(QUOTED PASSAGE Opens)
What do you think is another important challenge in the field of implementation?

Pauline Goense

Albers: “Let me begin with achievements. Since we held the first Global Implementation Conference in Washington in 2011 a lot has happened. Back then, the conference content could still very much focus on interventions = “the what”, with implementation being “the extra ingredient”. That has totally changed. Now, ten years later, we hold a true implementation event, where implementation = “the how” is the focus and interventions less important.  Implementation has developed, it is a distinct discipline with its own body of knowledge, its own set of outcomes etc. The challenge now is to continue this work and become more sophisticated while also being relevant. I think a good session for people interested in these questions is the one about “Current Frontiers in Implementation Science”. That’s where presenters will be digging deeper into implementation strategy design, de-implementation, the role of context and  measurement.”

Goense: “I would add here: We have to be careful not to create our own implementation problem. That is also a challenge. To develop effective strategies to stimulate the use of implementation knowledge and to reconcile the more fast paced dynamics that characterize practice with the more reflective pace of science.”
(QUOTED PASSAGE Closes)
TASK TO CARRY OUT: Can you print the whole interview excerpt on challenges in the field of implementation, word for word?
(EXTRACTED DATA Opens)
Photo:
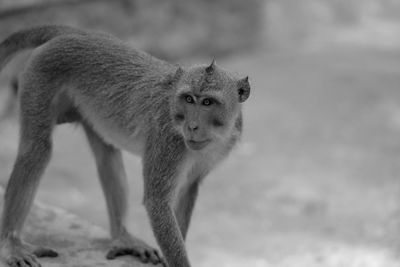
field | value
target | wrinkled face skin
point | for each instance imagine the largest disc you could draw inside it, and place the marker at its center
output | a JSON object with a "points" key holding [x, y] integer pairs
{"points": [[206, 106]]}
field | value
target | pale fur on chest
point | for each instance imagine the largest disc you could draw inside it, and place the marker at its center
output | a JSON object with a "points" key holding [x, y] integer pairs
{"points": [[195, 167], [132, 142]]}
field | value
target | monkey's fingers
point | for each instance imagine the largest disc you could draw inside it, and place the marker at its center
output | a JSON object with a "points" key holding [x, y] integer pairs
(EXTRACTED DATA Closes)
REPLY TO THE TASK:
What do you think is another important challenge in the field of implementation?

Pauline Goense

Albers: “Let me begin with achievements. Since we held the first Global Implementation Conference in Washington in 2011 a lot has happened. Back then, the conference content could still very much focus on interventions = “the what”, with implementation being “the extra ingredient”. That has totally changed. Now, ten years later, we hold a true implementation event, where implementation = “the how” is the focus and interventions less important.  Implementation has developed, it is a distinct discipline with its own body of knowledge, its own set of outcomes etc. The challenge now is to continue this work and become more sophisticated while also being relevant. I think a good session for people interested in these questions is the one about “Current Frontiers in Implementation Science”. That’s where presenters will be digging deeper into implementation strategy design, de-implementation, the role of context and  measurement.”

Goense: “I would add here: We have to be careful not to create our own implementation problem. That is also a challenge. To develop effective strategies to stimulate the use of implementation knowledge and to reconcile the more fast paced dynamics that characterize practice with the more reflective pace of science.”